_Dataset excerpts_
--- START ---

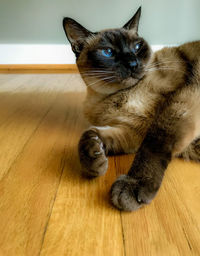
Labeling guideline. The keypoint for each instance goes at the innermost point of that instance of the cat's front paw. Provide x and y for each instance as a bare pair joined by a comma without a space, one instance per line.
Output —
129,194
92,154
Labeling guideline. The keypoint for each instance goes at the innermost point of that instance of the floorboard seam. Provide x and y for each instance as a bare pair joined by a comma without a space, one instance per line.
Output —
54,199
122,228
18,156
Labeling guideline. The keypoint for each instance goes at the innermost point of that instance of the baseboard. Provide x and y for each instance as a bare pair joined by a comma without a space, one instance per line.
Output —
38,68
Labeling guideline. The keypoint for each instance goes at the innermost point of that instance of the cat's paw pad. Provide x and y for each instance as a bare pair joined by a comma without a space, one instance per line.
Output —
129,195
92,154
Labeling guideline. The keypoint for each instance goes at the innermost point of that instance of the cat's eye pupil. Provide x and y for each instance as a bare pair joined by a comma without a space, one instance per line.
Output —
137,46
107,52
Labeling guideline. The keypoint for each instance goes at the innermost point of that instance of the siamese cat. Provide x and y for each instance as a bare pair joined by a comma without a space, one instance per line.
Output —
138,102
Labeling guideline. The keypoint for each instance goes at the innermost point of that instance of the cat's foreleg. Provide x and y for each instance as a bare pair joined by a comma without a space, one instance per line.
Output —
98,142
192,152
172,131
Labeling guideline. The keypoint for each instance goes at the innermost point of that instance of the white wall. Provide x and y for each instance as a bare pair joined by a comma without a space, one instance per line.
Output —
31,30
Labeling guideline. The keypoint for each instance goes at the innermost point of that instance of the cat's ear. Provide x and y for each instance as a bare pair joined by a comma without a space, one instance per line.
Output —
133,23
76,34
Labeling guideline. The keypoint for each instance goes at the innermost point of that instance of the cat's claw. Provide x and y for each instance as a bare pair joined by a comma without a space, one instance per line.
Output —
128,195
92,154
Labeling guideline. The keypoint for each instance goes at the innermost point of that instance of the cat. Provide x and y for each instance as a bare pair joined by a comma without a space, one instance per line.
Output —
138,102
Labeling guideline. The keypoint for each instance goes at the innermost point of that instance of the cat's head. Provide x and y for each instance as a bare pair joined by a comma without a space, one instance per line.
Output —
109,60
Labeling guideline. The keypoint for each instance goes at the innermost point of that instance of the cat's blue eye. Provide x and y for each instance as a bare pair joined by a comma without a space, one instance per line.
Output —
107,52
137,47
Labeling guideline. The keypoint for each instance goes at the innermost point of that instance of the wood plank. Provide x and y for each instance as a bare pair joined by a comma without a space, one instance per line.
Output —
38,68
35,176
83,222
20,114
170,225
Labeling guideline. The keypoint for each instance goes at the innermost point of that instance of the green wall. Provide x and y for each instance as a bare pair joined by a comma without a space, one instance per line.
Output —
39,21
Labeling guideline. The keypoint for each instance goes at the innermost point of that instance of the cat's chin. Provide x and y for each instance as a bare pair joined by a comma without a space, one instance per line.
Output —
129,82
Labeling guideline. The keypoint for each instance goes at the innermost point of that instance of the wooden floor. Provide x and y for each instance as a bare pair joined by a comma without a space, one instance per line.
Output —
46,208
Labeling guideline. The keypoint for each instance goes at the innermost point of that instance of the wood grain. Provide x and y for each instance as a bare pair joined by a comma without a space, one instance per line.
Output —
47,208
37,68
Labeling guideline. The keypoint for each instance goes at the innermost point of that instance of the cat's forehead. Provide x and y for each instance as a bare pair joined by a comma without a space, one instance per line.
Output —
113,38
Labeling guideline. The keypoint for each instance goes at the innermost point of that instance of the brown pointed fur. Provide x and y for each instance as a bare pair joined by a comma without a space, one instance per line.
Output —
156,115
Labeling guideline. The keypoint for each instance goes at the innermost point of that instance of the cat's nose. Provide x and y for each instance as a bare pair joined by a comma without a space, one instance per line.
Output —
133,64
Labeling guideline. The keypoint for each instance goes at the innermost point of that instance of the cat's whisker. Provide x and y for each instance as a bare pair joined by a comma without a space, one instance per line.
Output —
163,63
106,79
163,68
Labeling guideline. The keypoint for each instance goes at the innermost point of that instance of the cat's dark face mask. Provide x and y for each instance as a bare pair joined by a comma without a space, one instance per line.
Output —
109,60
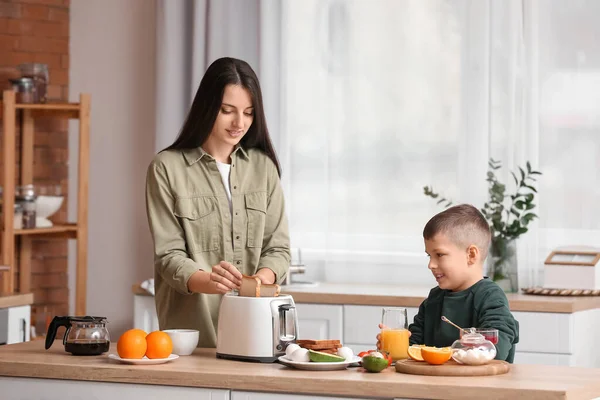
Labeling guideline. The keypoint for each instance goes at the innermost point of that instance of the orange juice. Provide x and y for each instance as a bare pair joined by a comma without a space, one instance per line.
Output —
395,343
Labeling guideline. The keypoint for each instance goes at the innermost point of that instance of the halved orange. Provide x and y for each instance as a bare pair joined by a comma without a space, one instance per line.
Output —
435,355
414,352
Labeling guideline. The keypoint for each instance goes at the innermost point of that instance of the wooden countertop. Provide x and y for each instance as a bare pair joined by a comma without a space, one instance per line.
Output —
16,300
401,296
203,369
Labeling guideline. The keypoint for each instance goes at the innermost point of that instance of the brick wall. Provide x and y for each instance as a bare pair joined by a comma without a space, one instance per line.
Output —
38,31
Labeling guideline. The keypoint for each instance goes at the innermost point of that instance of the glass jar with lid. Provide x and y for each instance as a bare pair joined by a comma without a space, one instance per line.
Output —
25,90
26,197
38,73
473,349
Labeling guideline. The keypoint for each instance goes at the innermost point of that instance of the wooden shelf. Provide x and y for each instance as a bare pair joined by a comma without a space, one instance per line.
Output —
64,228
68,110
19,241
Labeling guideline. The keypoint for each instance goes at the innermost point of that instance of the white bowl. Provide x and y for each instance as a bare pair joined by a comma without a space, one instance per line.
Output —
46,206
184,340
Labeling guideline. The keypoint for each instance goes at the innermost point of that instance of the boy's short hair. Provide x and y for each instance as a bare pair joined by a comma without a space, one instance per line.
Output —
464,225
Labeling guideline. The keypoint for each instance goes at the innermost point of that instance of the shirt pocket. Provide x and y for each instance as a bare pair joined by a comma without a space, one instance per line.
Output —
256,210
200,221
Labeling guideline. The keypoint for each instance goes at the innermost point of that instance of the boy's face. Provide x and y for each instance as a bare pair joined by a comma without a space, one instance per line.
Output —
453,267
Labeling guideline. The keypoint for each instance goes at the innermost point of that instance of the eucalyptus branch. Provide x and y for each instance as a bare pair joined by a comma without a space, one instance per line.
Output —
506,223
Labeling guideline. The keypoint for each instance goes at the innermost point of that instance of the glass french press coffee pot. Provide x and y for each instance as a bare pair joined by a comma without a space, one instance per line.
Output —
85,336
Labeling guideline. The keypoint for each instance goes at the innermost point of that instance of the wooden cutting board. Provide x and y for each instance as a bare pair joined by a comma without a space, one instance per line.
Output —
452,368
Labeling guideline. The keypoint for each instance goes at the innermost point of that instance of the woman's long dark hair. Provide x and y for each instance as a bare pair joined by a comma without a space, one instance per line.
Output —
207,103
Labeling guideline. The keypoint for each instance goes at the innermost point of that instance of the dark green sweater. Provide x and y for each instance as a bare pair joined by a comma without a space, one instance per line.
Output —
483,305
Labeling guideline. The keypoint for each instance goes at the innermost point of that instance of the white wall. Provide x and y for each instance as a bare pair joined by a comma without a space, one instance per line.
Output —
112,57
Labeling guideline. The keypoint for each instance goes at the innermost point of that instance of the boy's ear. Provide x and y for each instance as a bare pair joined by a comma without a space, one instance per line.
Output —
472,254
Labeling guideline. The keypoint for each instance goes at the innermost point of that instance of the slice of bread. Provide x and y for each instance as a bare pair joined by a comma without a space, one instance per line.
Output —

--- END ---

_Problem requirements_
Make a copy of each line in the records that has the word "wall".

_Task solution_
Labeling guideline. The keypoint for each instance goes at the innermost point of that instance of the white wall. Provide x and y for each instance as a bare pair joined by a comma without a space, one instance per line.
Labeling guideline. The keypoint for each instance goes at the innermost point of that instance of the green wall. Provide x and y for each instance as a bare pair joined by a comma without a space, one instance per line.
Labeling guideline. The keypoint for each instance goes at the innermost point of that instance of the brick wall. Provide x and y for each instance as a bare pair joined by a comma without a space, one instance per line.
Labeling guideline. The keypoint for each instance goes at the innermost point of that instance of the white wall. Provide x and y for each instance as a bare pair joined by a comma without a space, one instance per line.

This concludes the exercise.